-- Prompt --
Return the lines in the records below without any changes, starting at the line that contains "One point lands on each instance of the wooden fence;" and continuing to the end of the records.

[Excerpts from location labeling data]
********************

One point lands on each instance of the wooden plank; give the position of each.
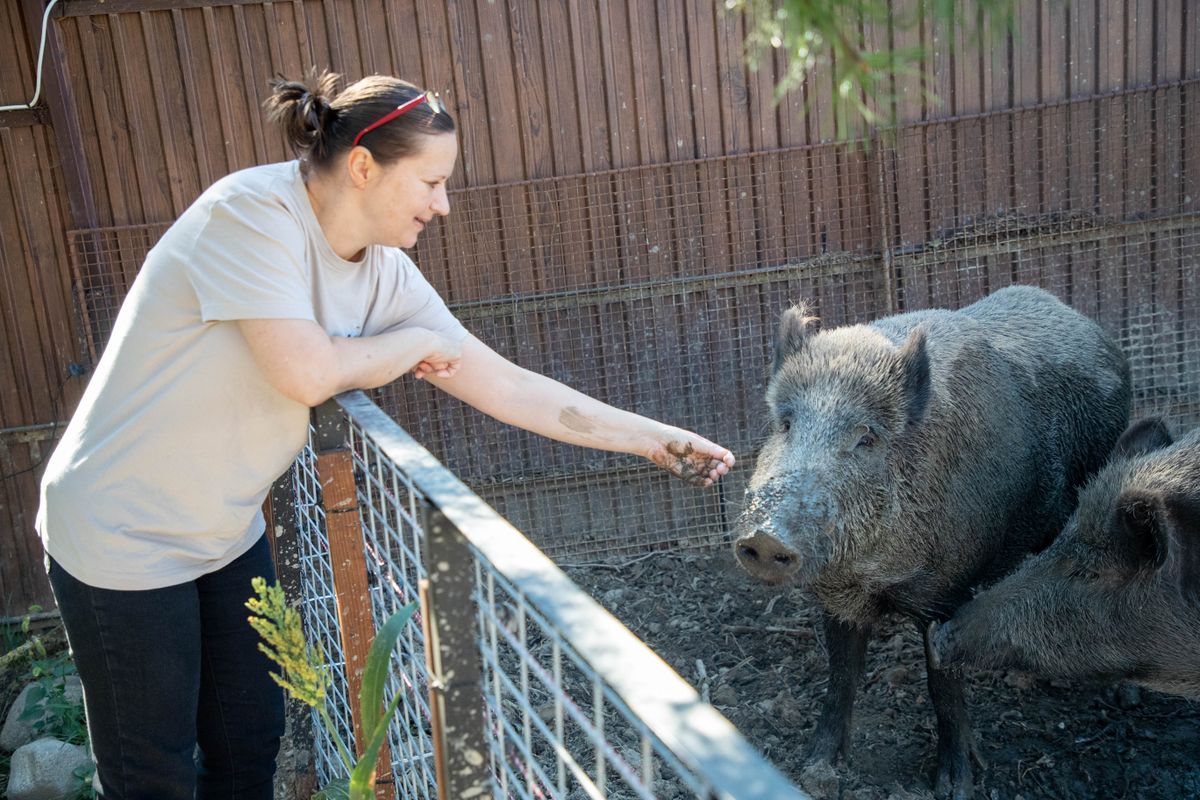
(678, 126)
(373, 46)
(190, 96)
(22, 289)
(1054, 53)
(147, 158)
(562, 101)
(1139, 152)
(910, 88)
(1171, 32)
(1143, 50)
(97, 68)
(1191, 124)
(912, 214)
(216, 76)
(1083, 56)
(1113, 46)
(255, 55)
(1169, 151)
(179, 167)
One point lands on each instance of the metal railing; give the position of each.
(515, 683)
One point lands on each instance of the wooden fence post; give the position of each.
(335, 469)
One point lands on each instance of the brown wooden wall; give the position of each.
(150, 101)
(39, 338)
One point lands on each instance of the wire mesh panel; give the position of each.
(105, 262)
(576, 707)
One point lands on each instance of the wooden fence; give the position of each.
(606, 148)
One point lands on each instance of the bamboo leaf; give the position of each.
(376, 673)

********************

-- Correct result --
One point lands on each instance of the wooden fence; give the position of each.
(606, 148)
One point lands on each instance of the bamboo leaf; give the position of each.
(376, 673)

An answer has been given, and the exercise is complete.